PODANY TEKST
Włoska pięściarka Angela Carini zrezygnowała z walki na Igrzyskach Olimpijskich w Paryżu po zaledwie 46 sekundach starcia z reprezentantem Algierii, który w zeszłym roku nie został dopuszczony do kobiecych mistrzostw świata w boksie ze względu na wykrycie męskich chromosomów.
Carini weszła na ring, by zmierzyć się w walce bokserskiej w kategorii 66 kg kobiet z Imane Khelif. Okazało się jednak, że równa rywalizacja była niemożliwa.
Weszłam na ring, aby walczyć (…) Nie poddałam się, ale cios bolał zbyt mocno, więc powiedziałam dość… Odchodzę z podniesioną głową
— powiedziała za pośrednictwem włoskiej ASNA.
CZYTAJ RÓWNIEŻ: Skandal na Igrzyskach w Paryżu. Włoska bokserka rezygnuje z walki z biologicznym mężczyzną. „Cios bolał zbyt mocno”
Premier pociesza zawodniczkę
Do sytuacji odniosła się premier Włoch Giorgia Meloni, która spotkała się z zawodniczką.
Wiem, że się nie poddasz, Angelo. I wiem, że pewnego dnia wysiłkiem osiągniesz to, na co zasługujesz. W końcu w uczciwej rywalizacji
— napisała Meloni.
Szefowa włoskiego rządu zamieściła również zdjęcie, na którym widać, jak pociesza zawodniczkę.

Zapisane pozycje
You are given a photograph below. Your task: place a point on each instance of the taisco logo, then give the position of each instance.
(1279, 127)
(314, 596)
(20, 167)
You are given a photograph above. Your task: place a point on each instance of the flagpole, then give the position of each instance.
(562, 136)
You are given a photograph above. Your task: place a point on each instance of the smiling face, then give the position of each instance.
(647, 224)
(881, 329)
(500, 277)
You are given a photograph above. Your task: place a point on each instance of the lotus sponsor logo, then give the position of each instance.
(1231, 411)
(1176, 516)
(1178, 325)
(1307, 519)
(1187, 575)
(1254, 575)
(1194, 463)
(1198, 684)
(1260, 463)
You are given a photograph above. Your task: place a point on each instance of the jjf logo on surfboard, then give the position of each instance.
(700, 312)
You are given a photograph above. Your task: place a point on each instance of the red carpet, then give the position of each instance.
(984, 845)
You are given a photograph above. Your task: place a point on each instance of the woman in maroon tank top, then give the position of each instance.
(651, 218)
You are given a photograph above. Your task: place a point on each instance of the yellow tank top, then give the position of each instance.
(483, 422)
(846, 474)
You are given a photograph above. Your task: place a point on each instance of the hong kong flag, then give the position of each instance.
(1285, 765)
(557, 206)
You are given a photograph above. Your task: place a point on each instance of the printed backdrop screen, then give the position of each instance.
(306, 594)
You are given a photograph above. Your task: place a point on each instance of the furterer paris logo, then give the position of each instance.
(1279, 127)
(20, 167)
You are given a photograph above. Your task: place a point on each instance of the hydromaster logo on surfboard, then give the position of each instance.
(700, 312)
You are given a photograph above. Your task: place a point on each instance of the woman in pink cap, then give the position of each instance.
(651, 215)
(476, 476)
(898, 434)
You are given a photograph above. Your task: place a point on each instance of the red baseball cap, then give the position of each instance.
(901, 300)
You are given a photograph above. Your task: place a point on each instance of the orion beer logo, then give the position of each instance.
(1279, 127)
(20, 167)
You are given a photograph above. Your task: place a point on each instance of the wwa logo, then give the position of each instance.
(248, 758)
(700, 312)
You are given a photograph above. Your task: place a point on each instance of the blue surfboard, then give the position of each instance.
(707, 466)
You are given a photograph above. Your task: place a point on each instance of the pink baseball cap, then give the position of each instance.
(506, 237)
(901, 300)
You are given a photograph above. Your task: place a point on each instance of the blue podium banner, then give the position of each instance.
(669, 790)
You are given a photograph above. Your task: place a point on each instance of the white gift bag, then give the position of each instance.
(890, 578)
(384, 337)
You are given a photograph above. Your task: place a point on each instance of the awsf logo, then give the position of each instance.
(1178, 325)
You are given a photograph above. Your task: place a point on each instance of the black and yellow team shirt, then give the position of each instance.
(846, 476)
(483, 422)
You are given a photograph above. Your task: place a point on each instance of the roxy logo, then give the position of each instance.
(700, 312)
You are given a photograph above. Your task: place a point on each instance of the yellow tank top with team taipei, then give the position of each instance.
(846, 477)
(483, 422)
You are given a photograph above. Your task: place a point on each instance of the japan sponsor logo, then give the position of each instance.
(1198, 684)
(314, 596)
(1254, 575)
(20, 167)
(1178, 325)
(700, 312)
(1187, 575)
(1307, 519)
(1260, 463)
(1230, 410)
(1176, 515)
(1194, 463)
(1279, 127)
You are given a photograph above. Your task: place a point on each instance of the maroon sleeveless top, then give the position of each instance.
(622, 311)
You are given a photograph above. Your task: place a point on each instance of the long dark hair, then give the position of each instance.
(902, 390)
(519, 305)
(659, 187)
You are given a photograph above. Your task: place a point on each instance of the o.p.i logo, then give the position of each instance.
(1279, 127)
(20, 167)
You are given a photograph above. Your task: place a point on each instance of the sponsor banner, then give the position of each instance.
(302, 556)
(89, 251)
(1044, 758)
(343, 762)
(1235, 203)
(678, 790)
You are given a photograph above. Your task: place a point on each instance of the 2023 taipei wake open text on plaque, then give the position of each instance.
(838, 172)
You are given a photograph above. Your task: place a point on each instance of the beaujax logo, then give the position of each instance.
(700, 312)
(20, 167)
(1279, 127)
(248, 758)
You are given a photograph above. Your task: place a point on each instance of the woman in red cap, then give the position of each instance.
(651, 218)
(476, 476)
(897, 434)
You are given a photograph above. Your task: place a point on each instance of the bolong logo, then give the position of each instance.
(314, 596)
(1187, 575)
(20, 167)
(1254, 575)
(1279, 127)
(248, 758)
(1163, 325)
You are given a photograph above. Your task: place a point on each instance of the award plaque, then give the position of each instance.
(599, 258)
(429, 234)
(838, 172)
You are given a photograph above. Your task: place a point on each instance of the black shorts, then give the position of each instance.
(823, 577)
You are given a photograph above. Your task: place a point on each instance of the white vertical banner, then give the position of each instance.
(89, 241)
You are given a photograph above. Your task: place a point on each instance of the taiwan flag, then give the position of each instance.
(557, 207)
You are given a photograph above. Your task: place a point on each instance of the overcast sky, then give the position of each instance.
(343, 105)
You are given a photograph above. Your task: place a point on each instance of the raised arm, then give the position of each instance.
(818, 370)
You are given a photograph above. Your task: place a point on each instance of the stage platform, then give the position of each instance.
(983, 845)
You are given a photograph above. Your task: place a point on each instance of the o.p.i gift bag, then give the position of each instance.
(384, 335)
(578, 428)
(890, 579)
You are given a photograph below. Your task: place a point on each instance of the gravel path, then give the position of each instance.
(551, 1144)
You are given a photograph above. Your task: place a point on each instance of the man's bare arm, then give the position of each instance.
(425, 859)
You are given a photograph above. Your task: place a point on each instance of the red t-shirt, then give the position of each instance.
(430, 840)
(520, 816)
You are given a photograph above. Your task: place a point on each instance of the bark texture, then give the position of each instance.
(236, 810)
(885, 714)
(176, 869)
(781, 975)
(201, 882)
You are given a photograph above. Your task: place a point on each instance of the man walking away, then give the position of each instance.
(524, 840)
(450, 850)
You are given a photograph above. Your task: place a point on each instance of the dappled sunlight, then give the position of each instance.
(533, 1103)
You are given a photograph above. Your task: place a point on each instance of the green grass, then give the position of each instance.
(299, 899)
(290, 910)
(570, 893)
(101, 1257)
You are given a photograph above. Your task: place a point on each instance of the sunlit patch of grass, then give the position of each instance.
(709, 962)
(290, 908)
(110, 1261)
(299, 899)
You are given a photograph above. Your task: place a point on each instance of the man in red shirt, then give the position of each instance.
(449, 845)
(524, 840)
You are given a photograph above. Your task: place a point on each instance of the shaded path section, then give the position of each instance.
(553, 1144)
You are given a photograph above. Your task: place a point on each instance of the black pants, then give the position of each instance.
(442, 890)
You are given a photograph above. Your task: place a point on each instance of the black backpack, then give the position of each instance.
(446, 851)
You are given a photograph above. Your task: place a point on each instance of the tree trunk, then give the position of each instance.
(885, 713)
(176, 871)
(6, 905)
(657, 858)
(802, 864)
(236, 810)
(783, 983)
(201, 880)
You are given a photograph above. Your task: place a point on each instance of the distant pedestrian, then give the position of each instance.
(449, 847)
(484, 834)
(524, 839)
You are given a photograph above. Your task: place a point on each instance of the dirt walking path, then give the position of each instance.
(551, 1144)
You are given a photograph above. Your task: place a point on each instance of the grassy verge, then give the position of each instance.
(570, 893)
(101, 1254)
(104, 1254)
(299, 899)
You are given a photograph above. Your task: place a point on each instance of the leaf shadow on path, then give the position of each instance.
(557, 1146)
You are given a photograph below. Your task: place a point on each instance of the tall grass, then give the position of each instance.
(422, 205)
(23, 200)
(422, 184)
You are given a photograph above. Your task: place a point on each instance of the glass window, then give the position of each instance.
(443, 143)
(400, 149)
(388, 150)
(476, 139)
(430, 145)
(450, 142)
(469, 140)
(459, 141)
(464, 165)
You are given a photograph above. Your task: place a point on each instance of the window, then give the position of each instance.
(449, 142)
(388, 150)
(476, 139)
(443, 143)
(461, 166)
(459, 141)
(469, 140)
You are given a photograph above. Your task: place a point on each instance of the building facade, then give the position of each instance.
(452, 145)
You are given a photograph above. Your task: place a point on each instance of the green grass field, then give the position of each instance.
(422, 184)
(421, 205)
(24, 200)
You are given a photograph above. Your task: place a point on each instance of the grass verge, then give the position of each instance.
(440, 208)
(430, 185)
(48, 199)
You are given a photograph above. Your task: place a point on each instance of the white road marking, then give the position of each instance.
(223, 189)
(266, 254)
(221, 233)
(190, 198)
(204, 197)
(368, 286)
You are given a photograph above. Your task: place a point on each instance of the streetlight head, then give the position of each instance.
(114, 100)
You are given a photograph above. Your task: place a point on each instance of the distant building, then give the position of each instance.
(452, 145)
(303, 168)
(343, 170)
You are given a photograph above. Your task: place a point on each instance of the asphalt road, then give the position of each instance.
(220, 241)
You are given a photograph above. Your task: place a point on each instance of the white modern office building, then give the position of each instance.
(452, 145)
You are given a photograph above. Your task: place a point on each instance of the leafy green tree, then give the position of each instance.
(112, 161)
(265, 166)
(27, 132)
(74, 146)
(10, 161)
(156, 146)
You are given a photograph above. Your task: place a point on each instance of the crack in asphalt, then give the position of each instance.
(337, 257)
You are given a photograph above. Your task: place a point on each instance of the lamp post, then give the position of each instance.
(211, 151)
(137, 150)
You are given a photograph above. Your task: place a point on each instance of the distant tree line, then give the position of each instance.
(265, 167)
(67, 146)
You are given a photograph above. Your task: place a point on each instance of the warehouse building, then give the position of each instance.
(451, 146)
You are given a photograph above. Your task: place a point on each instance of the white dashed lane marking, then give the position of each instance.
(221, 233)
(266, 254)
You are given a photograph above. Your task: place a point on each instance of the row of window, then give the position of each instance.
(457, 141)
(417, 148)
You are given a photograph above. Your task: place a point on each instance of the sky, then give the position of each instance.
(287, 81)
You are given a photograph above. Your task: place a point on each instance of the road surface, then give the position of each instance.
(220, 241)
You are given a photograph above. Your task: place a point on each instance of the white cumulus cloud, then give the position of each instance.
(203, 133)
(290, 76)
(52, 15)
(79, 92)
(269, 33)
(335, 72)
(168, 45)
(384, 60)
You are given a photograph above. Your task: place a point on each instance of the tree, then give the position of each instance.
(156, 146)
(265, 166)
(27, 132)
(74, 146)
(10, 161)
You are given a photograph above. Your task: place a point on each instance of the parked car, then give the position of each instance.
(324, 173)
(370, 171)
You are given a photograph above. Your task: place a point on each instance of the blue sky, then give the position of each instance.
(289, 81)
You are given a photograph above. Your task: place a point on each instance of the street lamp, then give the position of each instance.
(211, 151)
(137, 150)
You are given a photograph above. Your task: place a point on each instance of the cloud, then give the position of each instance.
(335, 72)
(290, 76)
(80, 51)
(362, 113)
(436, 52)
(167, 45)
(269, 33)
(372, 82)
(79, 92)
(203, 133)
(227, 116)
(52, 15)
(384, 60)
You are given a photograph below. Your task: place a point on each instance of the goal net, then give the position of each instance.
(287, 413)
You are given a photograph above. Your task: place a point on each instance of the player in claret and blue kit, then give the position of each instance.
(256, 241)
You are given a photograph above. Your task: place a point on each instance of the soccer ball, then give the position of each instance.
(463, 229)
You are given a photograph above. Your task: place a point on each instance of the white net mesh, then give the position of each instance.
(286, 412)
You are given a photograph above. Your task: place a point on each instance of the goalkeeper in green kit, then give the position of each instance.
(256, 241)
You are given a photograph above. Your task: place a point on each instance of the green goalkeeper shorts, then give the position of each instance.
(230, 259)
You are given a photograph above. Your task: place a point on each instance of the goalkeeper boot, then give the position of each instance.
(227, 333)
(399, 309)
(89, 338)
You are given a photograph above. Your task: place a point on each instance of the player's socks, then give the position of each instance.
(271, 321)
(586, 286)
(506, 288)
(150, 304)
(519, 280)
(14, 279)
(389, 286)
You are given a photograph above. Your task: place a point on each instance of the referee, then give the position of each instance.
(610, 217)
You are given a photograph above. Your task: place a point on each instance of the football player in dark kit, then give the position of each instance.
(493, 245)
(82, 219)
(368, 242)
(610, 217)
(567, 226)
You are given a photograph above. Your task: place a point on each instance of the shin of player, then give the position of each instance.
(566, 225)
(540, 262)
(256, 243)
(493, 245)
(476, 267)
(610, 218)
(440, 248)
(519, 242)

TREŚĆ POLECENIA
Wyodrębnij słowo w słowo cały tekst o walce Angeli Carini na igrzyskach w Paryżu.

ROZWIĄZANIE
Włoska pięściarka Angela Carini zrezygnowała z walki na Igrzyskach Olimpijskich w Paryżu po zaledwie 46 sekundach starcia z reprezentantem Algierii, który w zeszłym roku nie został dopuszczony do kobiecych mistrzostw świata w boksie ze względu na wykrycie męskich chromosomów.
Carini weszła na ring, by zmierzyć się w walce bokserskiej w kategorii 66 kg kobiet z Imane Khelif. Okazało się jednak, że równa rywalizacja była niemożliwa.
Weszłam na ring, aby walczyć (…) Nie poddałam się, ale cios bolał zbyt mocno, więc powiedziałam dość… Odchodzę z podniesioną głową
— powiedziała za pośrednictwem włoskiej ASNA.
CZYTAJ RÓWNIEŻ: Skandal na Igrzyskach w Paryżu. Włoska bokserka rezygnuje z walki z biologicznym mężczyzną. „Cios bolał zbyt mocno”
Premier pociesza zawodniczkę
Do sytuacji odniosła się premier Włoch Giorgia Meloni, która spotkała się z zawodniczką.
Wiem, że się nie poddasz, Angelo. I wiem, że pewnego dnia wysiłkiem osiągniesz to, na co zasługujesz. W końcu w uczciwej rywalizacji
— napisała Meloni.
Szefowa włoskiego rządu zamieściła również zdjęcie, na którym widać, jak pociesza zawodniczkę.